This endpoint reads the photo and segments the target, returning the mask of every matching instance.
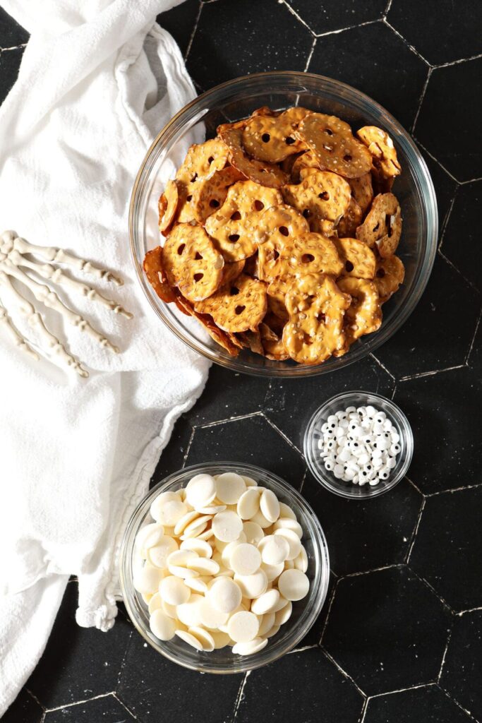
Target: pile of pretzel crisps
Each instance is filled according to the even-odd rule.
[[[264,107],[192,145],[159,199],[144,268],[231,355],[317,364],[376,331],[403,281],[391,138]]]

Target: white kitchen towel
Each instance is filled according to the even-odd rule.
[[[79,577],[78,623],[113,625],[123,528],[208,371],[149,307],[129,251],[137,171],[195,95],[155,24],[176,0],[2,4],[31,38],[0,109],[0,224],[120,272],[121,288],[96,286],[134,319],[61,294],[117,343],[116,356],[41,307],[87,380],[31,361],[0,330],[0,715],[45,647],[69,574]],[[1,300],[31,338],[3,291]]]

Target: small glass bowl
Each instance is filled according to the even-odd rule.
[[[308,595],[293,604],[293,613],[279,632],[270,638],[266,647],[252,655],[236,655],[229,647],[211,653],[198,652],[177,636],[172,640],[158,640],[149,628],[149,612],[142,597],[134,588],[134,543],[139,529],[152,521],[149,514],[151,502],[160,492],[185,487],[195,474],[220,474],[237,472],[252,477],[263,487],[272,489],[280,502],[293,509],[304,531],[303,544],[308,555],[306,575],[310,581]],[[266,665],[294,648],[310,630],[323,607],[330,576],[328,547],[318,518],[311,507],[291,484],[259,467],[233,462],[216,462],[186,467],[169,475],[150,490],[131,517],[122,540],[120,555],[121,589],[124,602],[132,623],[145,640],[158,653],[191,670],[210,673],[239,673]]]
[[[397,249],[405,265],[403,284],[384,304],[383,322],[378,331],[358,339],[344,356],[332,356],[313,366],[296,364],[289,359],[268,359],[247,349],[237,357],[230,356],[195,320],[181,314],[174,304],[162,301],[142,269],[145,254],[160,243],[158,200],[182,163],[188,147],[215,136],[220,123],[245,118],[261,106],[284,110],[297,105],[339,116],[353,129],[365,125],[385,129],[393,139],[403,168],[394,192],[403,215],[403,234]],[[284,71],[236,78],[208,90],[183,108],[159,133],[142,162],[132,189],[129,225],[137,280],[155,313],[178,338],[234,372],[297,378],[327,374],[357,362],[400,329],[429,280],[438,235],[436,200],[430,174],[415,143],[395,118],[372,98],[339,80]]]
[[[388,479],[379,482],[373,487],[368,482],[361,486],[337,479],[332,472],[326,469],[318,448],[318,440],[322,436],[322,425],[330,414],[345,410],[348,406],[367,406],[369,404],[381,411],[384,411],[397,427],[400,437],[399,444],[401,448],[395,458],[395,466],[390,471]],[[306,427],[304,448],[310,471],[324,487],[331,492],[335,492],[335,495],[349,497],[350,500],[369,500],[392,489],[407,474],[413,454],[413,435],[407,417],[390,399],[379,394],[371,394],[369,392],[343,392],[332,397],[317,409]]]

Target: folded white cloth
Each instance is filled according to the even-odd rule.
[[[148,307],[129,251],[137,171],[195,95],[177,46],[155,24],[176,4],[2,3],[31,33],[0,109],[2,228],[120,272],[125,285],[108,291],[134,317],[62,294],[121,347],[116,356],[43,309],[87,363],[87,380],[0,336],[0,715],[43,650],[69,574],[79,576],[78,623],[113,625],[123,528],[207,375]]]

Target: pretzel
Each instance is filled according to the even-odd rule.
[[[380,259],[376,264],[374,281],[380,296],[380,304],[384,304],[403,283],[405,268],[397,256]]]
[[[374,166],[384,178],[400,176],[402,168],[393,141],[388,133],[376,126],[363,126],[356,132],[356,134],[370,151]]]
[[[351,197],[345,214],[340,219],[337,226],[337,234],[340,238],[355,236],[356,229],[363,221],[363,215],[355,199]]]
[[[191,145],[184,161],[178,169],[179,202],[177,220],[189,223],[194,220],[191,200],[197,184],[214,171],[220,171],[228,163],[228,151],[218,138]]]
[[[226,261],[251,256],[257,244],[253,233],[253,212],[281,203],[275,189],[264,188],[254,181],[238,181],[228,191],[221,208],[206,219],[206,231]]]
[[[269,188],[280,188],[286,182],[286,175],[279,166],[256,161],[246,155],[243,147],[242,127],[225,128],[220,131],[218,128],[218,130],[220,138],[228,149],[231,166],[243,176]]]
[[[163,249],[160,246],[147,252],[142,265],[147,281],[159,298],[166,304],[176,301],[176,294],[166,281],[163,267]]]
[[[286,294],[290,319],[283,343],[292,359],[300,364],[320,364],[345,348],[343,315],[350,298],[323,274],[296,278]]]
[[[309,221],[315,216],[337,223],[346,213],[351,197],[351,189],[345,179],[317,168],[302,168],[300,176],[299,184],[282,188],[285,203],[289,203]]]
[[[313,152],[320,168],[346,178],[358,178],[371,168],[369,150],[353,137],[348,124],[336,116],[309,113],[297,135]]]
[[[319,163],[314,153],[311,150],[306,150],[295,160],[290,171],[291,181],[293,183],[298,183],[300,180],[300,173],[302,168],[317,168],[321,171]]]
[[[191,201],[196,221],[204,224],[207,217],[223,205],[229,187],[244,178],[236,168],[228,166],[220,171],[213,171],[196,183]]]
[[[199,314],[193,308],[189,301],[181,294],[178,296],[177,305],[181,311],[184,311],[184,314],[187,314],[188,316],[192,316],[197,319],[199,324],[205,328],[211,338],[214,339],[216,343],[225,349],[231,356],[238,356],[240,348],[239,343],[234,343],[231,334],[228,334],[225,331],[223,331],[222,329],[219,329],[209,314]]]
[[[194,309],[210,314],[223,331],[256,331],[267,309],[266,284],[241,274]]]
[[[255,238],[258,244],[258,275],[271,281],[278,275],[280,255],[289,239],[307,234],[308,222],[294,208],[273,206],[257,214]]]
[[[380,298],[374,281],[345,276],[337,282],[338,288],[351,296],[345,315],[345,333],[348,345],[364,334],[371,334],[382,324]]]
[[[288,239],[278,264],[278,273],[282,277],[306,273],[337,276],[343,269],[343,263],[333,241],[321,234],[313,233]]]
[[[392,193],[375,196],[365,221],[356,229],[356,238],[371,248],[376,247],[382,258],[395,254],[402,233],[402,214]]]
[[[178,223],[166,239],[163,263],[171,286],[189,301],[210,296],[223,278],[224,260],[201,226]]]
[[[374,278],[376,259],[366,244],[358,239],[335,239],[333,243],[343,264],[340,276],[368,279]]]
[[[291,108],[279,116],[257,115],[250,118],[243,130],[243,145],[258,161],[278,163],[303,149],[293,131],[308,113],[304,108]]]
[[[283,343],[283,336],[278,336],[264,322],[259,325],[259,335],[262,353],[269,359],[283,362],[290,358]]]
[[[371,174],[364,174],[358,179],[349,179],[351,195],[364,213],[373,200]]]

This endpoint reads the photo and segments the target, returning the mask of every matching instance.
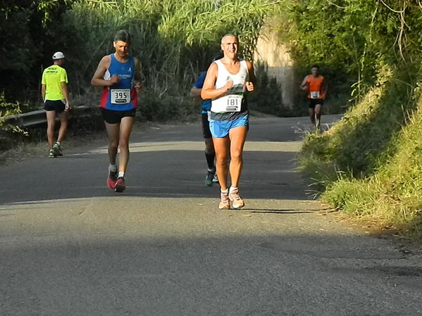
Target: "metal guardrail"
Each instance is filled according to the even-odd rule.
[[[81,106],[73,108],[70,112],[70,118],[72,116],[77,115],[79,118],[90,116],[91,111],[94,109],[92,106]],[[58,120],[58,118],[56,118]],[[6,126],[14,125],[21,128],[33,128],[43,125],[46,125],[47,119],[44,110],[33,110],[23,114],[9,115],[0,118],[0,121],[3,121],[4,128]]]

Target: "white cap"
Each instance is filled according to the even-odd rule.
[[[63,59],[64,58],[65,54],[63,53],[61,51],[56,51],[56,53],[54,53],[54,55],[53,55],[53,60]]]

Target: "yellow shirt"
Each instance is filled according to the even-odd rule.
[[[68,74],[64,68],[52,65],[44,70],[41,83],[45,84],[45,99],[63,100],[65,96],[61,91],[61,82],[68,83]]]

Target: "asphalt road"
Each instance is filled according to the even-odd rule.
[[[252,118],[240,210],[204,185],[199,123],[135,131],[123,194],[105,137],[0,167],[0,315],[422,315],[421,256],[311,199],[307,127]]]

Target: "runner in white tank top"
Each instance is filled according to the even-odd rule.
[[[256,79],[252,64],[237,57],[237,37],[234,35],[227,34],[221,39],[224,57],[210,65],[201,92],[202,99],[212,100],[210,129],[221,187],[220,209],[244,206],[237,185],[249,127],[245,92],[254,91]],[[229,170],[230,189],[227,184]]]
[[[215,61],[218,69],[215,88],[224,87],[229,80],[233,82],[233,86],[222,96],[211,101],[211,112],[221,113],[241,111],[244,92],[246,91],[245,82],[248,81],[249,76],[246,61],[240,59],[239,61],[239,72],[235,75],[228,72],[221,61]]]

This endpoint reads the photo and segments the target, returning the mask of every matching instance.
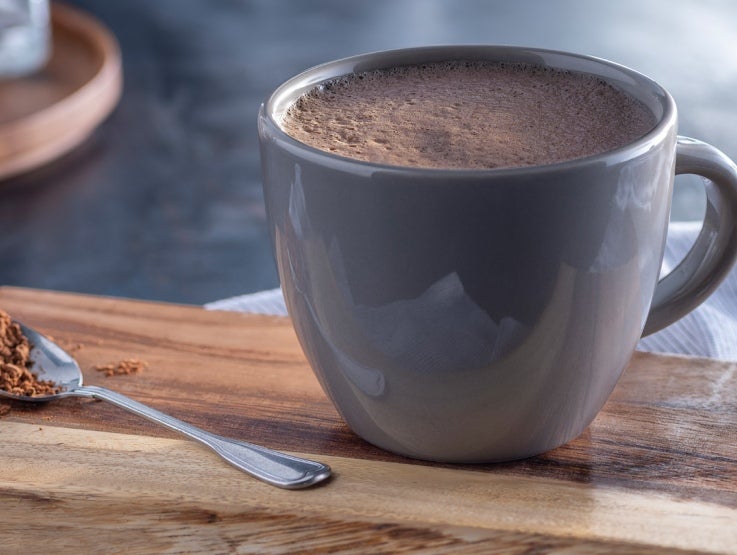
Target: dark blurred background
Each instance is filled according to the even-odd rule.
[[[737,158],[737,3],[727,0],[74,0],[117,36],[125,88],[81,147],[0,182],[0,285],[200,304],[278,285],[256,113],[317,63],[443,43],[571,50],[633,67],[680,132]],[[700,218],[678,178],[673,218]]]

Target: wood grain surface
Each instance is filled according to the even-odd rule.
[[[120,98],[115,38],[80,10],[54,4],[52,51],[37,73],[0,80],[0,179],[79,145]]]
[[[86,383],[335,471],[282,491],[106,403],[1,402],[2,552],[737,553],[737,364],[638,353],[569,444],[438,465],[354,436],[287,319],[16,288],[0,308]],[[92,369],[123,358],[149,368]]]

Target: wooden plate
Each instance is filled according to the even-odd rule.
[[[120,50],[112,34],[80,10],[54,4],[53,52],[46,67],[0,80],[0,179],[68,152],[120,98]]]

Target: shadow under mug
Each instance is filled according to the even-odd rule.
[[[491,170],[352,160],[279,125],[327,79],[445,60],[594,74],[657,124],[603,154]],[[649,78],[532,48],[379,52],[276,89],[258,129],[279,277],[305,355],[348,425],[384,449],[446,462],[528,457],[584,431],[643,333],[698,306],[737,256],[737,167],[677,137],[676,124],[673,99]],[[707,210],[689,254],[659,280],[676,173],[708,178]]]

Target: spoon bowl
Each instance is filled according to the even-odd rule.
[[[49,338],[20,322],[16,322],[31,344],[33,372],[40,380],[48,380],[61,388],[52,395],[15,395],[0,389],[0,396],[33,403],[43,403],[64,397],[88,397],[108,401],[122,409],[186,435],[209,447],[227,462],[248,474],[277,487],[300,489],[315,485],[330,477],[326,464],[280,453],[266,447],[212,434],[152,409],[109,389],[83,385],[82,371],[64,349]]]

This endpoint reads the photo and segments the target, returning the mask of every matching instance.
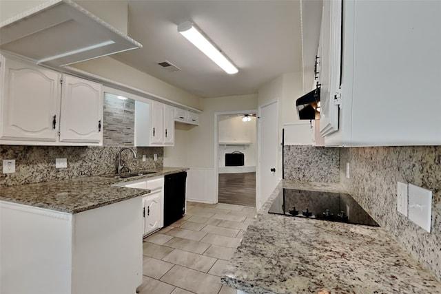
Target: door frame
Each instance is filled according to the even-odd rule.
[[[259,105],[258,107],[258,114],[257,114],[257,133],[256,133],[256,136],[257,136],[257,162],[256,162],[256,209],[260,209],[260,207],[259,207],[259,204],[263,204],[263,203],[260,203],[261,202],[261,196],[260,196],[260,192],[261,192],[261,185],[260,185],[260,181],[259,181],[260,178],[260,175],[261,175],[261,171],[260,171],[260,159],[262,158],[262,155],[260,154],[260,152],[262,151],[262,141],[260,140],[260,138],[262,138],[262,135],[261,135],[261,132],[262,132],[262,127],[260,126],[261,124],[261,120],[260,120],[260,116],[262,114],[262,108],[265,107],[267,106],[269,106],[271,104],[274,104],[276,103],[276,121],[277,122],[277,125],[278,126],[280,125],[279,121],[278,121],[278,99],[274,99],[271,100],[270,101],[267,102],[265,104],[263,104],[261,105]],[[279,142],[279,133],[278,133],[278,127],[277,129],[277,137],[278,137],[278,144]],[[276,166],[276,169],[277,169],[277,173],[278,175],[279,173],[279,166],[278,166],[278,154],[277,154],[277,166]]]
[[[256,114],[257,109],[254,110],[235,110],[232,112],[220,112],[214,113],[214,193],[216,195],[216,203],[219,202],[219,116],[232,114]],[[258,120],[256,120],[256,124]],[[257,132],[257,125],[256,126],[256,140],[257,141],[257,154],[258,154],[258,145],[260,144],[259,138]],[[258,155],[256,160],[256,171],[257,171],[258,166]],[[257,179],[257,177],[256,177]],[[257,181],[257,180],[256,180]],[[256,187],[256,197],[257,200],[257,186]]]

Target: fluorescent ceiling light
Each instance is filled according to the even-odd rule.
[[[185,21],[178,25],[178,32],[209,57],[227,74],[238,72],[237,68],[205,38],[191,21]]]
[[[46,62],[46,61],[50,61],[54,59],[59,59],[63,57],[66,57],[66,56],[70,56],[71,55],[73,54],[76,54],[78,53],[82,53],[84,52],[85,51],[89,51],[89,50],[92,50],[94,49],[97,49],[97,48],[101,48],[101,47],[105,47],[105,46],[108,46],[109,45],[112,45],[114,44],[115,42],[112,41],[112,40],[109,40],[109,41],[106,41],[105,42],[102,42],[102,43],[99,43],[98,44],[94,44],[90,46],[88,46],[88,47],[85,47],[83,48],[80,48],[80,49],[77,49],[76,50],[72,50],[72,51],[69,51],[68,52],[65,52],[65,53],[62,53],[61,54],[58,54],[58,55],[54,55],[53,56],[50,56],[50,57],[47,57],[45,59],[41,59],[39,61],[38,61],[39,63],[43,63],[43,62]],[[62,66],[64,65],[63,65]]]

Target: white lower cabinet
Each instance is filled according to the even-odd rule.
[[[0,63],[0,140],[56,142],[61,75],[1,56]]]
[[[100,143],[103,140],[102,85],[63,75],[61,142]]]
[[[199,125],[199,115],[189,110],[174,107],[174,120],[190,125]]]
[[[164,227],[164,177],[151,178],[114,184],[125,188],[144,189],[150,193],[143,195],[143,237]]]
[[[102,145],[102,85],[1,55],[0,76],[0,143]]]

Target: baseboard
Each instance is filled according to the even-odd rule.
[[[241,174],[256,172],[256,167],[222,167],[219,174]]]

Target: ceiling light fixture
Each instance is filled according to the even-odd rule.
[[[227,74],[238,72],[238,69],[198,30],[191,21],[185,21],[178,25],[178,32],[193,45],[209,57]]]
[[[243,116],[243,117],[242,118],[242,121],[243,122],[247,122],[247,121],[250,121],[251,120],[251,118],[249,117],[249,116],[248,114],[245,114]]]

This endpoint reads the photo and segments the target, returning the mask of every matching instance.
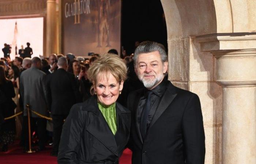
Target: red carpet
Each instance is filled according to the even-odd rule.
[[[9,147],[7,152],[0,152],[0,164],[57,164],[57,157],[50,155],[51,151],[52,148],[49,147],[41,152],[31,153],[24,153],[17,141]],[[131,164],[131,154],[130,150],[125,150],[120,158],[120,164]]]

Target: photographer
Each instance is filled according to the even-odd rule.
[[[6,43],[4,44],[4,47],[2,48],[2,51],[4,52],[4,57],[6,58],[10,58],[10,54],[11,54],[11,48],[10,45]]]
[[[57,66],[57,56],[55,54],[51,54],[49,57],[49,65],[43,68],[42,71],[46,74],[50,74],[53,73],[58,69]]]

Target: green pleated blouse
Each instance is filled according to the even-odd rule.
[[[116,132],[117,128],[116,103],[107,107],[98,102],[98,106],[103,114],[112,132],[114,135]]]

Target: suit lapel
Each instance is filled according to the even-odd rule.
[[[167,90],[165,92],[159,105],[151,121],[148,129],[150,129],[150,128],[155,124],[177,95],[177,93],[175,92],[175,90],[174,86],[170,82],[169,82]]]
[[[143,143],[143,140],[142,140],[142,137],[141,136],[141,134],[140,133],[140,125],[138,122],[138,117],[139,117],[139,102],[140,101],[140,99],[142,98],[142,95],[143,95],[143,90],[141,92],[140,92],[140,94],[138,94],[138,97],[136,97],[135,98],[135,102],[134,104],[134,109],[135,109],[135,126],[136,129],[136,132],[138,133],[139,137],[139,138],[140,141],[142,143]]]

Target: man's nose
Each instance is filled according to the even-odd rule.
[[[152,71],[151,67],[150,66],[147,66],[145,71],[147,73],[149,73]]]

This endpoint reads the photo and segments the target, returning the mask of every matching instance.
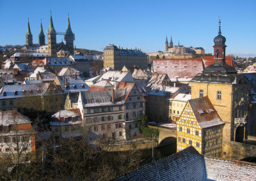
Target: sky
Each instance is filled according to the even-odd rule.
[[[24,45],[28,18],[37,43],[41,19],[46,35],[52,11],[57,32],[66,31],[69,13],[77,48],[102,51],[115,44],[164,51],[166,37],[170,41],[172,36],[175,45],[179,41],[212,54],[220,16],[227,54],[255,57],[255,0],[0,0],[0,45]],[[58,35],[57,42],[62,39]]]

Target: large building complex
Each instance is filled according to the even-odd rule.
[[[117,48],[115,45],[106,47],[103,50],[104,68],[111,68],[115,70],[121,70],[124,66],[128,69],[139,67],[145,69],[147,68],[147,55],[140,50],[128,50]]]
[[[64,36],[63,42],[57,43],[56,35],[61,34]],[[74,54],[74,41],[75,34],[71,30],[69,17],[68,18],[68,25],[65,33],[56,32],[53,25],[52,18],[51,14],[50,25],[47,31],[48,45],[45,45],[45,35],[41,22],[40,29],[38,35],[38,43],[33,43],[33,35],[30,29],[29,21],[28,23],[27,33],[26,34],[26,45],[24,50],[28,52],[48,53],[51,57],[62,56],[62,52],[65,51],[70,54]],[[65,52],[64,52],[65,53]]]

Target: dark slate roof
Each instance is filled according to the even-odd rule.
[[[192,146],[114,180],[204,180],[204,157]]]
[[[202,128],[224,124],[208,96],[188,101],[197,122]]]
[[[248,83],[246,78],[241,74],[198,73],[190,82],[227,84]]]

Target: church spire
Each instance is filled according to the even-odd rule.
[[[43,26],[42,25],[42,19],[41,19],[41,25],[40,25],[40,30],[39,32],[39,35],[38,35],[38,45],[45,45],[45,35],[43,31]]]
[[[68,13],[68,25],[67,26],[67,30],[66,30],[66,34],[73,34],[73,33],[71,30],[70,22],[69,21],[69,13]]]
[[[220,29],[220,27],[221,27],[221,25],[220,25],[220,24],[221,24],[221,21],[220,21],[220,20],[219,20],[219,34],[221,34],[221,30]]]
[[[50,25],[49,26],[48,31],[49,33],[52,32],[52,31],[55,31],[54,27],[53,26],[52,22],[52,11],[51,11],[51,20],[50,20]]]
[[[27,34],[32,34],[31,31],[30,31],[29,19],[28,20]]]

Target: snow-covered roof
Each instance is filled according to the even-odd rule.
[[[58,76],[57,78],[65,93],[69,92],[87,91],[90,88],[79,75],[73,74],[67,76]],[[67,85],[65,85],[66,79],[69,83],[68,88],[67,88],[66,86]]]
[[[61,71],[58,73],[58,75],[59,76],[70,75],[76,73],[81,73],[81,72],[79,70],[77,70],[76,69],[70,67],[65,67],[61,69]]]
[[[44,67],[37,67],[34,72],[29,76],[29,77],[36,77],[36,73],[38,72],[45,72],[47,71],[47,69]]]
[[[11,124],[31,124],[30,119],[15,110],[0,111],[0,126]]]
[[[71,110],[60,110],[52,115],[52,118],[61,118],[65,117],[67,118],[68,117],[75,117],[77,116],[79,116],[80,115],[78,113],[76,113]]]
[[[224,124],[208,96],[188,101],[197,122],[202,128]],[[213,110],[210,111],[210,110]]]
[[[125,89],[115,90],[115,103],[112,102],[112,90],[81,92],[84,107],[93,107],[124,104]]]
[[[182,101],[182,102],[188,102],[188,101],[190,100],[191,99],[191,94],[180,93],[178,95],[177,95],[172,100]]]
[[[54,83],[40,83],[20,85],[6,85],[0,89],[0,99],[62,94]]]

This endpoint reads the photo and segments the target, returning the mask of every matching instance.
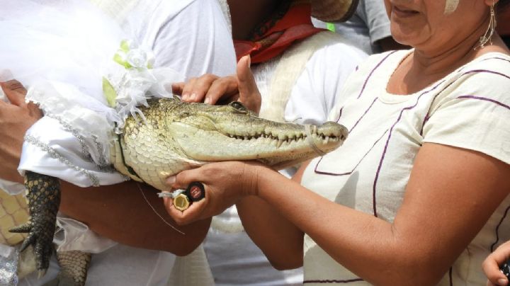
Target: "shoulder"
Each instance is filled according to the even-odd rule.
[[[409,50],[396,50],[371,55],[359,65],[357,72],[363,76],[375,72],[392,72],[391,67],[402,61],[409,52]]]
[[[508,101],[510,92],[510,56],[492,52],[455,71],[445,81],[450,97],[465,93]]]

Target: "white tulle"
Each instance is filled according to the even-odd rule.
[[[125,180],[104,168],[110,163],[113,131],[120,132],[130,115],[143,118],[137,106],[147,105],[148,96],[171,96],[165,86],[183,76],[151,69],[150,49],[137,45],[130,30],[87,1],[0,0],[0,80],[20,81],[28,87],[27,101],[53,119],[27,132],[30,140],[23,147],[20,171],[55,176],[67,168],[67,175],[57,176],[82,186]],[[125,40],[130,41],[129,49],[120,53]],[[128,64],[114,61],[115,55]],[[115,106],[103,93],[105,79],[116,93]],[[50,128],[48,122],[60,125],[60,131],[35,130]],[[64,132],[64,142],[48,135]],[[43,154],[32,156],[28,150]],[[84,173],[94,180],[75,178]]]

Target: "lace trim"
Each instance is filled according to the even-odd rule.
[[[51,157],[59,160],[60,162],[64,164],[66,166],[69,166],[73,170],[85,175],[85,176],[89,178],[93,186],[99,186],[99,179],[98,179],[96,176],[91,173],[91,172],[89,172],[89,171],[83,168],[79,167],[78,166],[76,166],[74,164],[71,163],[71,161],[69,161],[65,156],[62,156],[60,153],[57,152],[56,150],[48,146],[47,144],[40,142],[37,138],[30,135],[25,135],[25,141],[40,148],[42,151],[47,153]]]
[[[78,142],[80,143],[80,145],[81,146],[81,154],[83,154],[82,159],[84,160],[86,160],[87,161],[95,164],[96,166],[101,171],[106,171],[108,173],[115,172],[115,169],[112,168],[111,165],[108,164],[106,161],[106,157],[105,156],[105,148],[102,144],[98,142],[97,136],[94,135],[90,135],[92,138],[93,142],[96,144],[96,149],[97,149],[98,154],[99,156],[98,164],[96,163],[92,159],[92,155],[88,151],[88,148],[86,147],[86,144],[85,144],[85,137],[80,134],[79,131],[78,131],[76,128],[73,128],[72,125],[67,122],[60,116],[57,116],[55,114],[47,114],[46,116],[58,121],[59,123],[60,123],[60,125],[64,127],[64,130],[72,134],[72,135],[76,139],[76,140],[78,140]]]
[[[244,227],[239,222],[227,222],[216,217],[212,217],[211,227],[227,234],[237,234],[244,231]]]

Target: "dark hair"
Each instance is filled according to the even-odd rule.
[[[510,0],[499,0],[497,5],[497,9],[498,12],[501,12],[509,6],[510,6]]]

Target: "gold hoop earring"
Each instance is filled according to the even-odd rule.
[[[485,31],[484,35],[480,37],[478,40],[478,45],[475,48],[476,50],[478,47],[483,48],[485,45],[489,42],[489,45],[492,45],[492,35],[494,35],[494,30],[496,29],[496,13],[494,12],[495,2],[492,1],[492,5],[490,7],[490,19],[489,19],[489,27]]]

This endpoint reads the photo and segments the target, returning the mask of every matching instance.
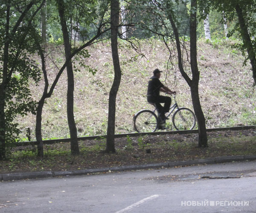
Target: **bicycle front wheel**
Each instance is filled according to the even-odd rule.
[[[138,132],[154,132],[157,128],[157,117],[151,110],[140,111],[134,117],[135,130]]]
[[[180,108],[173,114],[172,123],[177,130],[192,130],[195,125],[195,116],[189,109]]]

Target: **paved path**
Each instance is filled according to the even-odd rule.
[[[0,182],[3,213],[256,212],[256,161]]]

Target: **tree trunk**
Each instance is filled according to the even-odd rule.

--

(GIVEN PROBLEM) Reproduce exactly the line containing "Target: **paved path**" and every line after it through the end of the records above, and nothing else.

(FINAL RESULT)
Target: **paved path**
Each instance is filled according to the even-odd rule.
[[[0,182],[3,213],[256,212],[256,161]]]

Target: **tree trunk**
Each instance is filled according to the even-odd rule.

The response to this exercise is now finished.